**TASK DIRECTIONS**:
Reproduce every line of text in the records below verbatim, omitting the pictures.

**EXERCISE MATERIALS**:
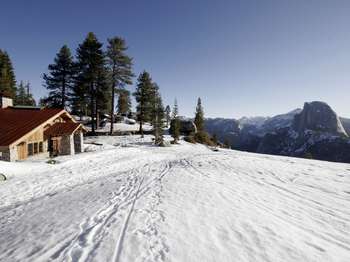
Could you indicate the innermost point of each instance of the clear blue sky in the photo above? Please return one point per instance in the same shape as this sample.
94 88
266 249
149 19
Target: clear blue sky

**TASK RESPONSE**:
Could you indicate the innermost point of each instance of the clear blue sky in the photo above? Please return one point per instance in the same shape as this sample.
94 88
266 249
149 19
Target: clear blue sky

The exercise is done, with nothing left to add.